What needs to be done: In the free small-business marketing tips below, which book are the marketing ideas taken from?

Source extract:
──────────

If you are one of the nearly 28 million small-business owners in the United States, you are probably trying to determine how to get the word out about your business without spending a lot of cash. Or any cash. But if you are looking for free, I have good news and bad news.
There ARE ways to market your business without buying advertising. The bad news is that you will have to pay anyway — by investing your time.
So if you are doing nothing but waiting for the phone to ring or someone to walk into your shop, use that time to focus on one of more of these free marketing ideas proffered by Jay Conrad Levinson in his book, Guerrilla Marketing for Free.
Free marketing ideas
Here are some basic truths, and what you can do, with little or no cash outlay, to make your company better known.
- People do business with people they know, so get out of the office and mingle. Do you have a chamber of commerce, networking group, industry association, whatever? Work those crowds! Many such groups will allow guests to attend for free (or for the price of a meal). A caveat: Do not go in heavy with a sales pitch or people will flee from you like a burning building. Collect business cards, and then follow up after the initial contact.
- Volunteer. Teach kids how to read, swing a hammer at a Habitat for Humanity building project, pick up trash alongside the road with Adopt-a-Highway groups. If your volunteer work just happens to be in your field, all the better.
- Give speeches. Almost every school has a career day; see if you can be one of the speakers. Community groups with regular meetings are generally looking for speakers, too. Again, the point isn’t to make a sale, but to build your visibility and credibility.
- Claim your Google My Business listing. Pull up a browser, put in your business name and check out the Knowledge Panel on the right side of the page. Have you claimed it? Have people been writing reviews about you? Is the information accurate? The more information you put on there, and do it frequently, the more Google juice you’ll get.
- Check out websites or newsletters published in related fields. What sites might be interested in publishing a “news you can use” article from you? For instance: You install air conditioners. Is there a healthy living website that might accept an article from you on the pros and cons of the latest technological advances in boosting indoor air quality? Be creative! And be sure to ask for a link to your website or, if you don’t have a website, your contact information.
- Get a website, if you don’t already have one. It doesn’t matter if it’s simple or fancy, just get one and keep it current. P.S. You CAN build one yourself, but be wary of the so-called free website builders that lump you under their own domain name. You want to build your visibility, not theirs.
- Get on social media. This may well be the most important “free” marketing you can do. But you must be consistent in your postings and engagement with others, and avoid the hard sell. LinkedIn is a must for business people.

──────────

(Items stored from a collection)
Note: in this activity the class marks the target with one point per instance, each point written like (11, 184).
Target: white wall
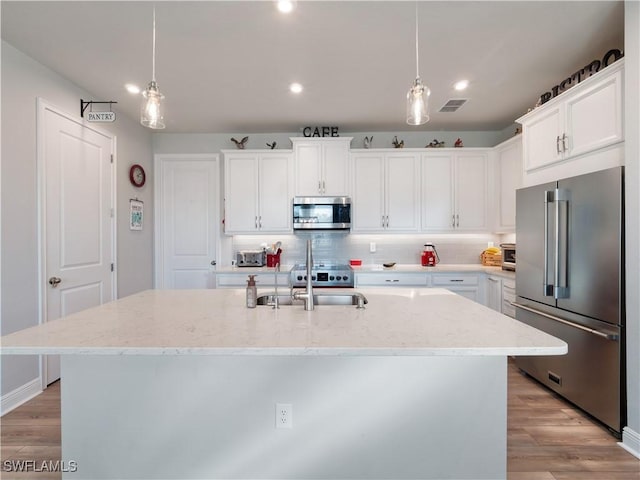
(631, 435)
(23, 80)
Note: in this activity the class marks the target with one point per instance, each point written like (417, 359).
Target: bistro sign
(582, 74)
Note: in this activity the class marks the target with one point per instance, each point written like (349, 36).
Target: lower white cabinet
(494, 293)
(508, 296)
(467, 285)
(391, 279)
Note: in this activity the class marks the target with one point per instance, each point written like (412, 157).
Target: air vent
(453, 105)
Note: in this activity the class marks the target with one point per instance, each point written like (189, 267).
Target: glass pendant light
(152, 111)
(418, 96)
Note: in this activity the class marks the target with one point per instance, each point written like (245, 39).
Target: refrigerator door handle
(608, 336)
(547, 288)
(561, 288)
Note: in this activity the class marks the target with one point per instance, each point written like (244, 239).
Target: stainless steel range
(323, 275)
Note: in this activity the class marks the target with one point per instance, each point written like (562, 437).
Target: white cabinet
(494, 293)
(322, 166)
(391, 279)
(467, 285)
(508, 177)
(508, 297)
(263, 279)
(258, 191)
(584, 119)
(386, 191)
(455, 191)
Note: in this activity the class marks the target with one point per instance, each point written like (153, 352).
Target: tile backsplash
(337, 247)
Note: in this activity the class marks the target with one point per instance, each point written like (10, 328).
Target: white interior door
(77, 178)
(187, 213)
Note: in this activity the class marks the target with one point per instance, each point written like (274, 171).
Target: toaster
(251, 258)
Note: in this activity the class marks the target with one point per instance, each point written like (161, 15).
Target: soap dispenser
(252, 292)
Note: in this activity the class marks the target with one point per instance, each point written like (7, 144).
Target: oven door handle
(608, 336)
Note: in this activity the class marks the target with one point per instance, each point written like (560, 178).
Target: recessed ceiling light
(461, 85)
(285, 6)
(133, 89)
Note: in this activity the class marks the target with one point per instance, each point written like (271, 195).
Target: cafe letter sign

──────────

Response for this exercise: Guerrilla Marketing for Free, by Jay Conrad Levinson.